● Work to complete:
Reproduce the following lines verbatim, covering all of the data.

(Source records)

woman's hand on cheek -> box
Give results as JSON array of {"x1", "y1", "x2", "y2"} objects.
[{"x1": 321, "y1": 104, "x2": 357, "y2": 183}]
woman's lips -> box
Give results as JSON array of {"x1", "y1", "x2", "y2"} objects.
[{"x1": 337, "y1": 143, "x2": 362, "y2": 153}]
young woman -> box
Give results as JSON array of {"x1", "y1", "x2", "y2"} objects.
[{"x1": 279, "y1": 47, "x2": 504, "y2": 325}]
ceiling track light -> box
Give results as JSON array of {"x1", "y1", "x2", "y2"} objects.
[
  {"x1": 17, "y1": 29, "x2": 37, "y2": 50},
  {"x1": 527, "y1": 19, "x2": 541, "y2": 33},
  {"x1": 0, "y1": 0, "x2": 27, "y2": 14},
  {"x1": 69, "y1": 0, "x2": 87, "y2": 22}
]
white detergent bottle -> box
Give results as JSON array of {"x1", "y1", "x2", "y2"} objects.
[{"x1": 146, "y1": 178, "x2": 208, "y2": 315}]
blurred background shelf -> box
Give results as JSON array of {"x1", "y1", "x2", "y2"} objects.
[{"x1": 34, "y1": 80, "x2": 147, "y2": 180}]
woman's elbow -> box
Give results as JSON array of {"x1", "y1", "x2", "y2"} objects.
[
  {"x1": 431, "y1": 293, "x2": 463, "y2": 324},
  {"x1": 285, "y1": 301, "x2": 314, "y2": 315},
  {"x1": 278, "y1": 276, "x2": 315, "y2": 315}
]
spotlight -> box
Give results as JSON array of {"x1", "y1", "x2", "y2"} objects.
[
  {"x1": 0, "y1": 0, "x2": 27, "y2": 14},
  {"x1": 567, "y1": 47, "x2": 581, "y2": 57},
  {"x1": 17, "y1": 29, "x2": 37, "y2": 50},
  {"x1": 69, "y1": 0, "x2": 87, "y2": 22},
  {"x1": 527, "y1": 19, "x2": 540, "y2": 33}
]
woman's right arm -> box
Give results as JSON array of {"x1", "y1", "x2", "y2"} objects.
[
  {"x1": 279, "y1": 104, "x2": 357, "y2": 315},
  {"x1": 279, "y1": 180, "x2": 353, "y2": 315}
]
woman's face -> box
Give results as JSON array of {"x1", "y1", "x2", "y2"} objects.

● Response to the exercise:
woman's hand on cheek -> box
Give results as JSON array of {"x1", "y1", "x2", "y2"} objects.
[{"x1": 321, "y1": 104, "x2": 357, "y2": 183}]
woman's lips -> box
Give results as JSON array of {"x1", "y1", "x2", "y2"} objects.
[{"x1": 337, "y1": 143, "x2": 362, "y2": 153}]
young woman -> box
Give results as JSON array of {"x1", "y1", "x2", "y2"} objects.
[{"x1": 279, "y1": 47, "x2": 504, "y2": 325}]
ceiling track light -> box
Give results as JSON array of {"x1", "y1", "x2", "y2"} objects.
[
  {"x1": 17, "y1": 29, "x2": 37, "y2": 50},
  {"x1": 527, "y1": 19, "x2": 541, "y2": 33},
  {"x1": 0, "y1": 0, "x2": 27, "y2": 14},
  {"x1": 69, "y1": 0, "x2": 87, "y2": 22}
]
white detergent bottle -> box
Give results as JSON array of {"x1", "y1", "x2", "y2"} objects.
[{"x1": 146, "y1": 178, "x2": 208, "y2": 315}]
blurred background shelf -> box
Give results as JSON array of {"x1", "y1", "x2", "y2"} objects.
[{"x1": 34, "y1": 80, "x2": 147, "y2": 180}]
woman's elbow -> box
Give results as JSON array of {"x1", "y1", "x2", "y2"} objects.
[
  {"x1": 431, "y1": 293, "x2": 463, "y2": 324},
  {"x1": 285, "y1": 301, "x2": 314, "y2": 315},
  {"x1": 278, "y1": 276, "x2": 315, "y2": 315}
]
spotlight -> box
Give results as JSON array of {"x1", "y1", "x2", "y2"} objects.
[
  {"x1": 0, "y1": 0, "x2": 27, "y2": 14},
  {"x1": 567, "y1": 47, "x2": 581, "y2": 57},
  {"x1": 17, "y1": 29, "x2": 37, "y2": 50},
  {"x1": 69, "y1": 0, "x2": 87, "y2": 22},
  {"x1": 527, "y1": 19, "x2": 540, "y2": 33}
]
woman's right arm -> box
Give results as JSON array of {"x1", "y1", "x2", "y2"} objects.
[
  {"x1": 279, "y1": 104, "x2": 357, "y2": 315},
  {"x1": 279, "y1": 180, "x2": 353, "y2": 315}
]
woman's face -> box
Give results as JSON array of {"x1", "y1", "x2", "y2"} objects.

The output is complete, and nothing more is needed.